▶ EXERCISE TASKS:
**a.** Answer these questions from the passage about Alice's later career, one answer per line with matching marks.
(i) What was the title of the one-act play Alice entered in the Arts Club of Washington contest?
(ii) In which gallery did she exhibit her paintings?
(iii) What did the doctor diagnose after her attack?
**b.** In the passage about Alice's later career, turn the paragraph beginning "In January 1928" into a short bulleted list that keeps its main facts.
**c.** Decide whether each statement agrees with the passage about Alice's later career. Answer yes or no, and quote the words from the passage that settle it.
(i) Alice wrote her autobiography during a winter in Washington.
(ii) The Theatre Mart closed because it drew too few audiences.
(iii) The play Alice entered in the Drama League contest was wholly her own original work.

▶ TEXT SECTION:
            While the renovation was going on, she heard that the Arts Club of Washington was sponsoring a contest for a one-act play. Alice entered the contest with False Value, a story of an older woman who foolishly pursued younger men and destroyed her own chances for real happiness. She won the first prize and returned to Washington to receive the prize and attend the presentation of her play. While she was there, she wrote and produced a spectacular to benefit Neighborhood House.
            Having decided to live in California permanently, she began negotiations to sell the cottage at Bar Harbor and her Washington properties.
            Alice's career as a spreader of culture in California began with a production of a rewritten Man in the Moon and a concert by rising young California musicians. Back to Washington she went for the winter to attend to business matters, and while she was there she wrote her autobiography. She had also learned that the Washington chapter of the Drama League of America was holding a play-writing contest, and Alice thought it would be fun to win. She entered a rewrite of a play by Natalie and won. She accepted the prize and departed for California.
            In January 1928, she gave two plays at the Hollywood Play House. She had new clothes made, took dance lessons and gave many parties in her home. She made portraits of her new friends in Hollywood, and opened the Theatre Mart in a Spanish architecture playhouse and dedicated it to trying out new plays. For the next three years the public saw new plays every week at Alice's theater, many of them by her. She also held an exhibition of her paintings at the Stendahl Art Gallery in Los Angeles and established her reputation on the West Coast as a serious artist.
            Alice wrote to Natalie that she had had an attack and Hester had taken her to the doctor. The diagnosis was angina and arteriosclerosis, but she was getting better. Then she learned on Jan. 10, 1931, that the Theatre Mart had been declared a fire hazard by the Los Angeles Fire Department and did not meet the zoning laws for a playhouse. Alice reluctantly closed the theater.
            After a summer of rest, she began lecturing at clubs in the area, promoting the idea of establishing outdoor theater in the gardens of California.

▶ PROVIDED INFORMATION:

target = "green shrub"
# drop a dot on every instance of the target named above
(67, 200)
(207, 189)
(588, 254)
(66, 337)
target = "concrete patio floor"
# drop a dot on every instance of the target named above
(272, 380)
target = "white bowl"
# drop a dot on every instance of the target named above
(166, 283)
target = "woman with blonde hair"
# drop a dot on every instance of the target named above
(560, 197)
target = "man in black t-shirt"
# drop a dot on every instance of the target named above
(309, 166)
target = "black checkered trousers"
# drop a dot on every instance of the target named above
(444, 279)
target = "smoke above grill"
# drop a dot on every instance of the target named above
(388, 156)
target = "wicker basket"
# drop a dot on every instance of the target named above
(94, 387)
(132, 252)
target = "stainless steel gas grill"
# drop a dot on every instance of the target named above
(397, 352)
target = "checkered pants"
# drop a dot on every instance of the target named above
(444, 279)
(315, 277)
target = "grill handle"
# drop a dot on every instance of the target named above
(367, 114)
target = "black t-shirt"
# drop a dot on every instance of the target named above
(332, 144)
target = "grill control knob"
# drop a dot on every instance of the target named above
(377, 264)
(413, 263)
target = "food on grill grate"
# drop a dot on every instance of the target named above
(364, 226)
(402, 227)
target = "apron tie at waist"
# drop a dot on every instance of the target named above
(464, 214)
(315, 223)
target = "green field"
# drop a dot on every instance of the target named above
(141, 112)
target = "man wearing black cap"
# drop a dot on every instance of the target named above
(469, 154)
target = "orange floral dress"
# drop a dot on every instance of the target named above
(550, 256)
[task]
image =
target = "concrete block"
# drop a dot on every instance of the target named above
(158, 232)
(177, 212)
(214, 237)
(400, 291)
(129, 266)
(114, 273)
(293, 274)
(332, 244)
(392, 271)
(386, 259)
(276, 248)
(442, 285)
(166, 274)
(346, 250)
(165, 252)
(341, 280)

▶ RESPONSES TO THE TASKS:
**a.**
(i) False Value
(ii) The Stendahl Art Gallery in Los Angeles
(iii) Angina and arteriosclerosis

**b.**
- January 1928: gave two plays at the Hollywood Play House
- Had new clothes made, took dance lessons and gave many parties at home
- Painted portraits of her new Hollywood friends
- Opened the Theatre Mart, a Spanish-style playhouse for trying out new plays
- For three years the theater showed new plays every week, many written by her
- Exhibited her paintings at the Stendahl Art Gallery in Los Angeles, which established her West Coast reputation as a serious artist

**c.**
(i) Yes: "while she was there she wrote her autobiography"
(ii) No: "the Theatre Mart had been declared a fire hazard by the Los Angeles Fire Department and did not meet the zoning laws for a playhouse"
(iii) No: "She entered a rewrite of a play by Natalie and won."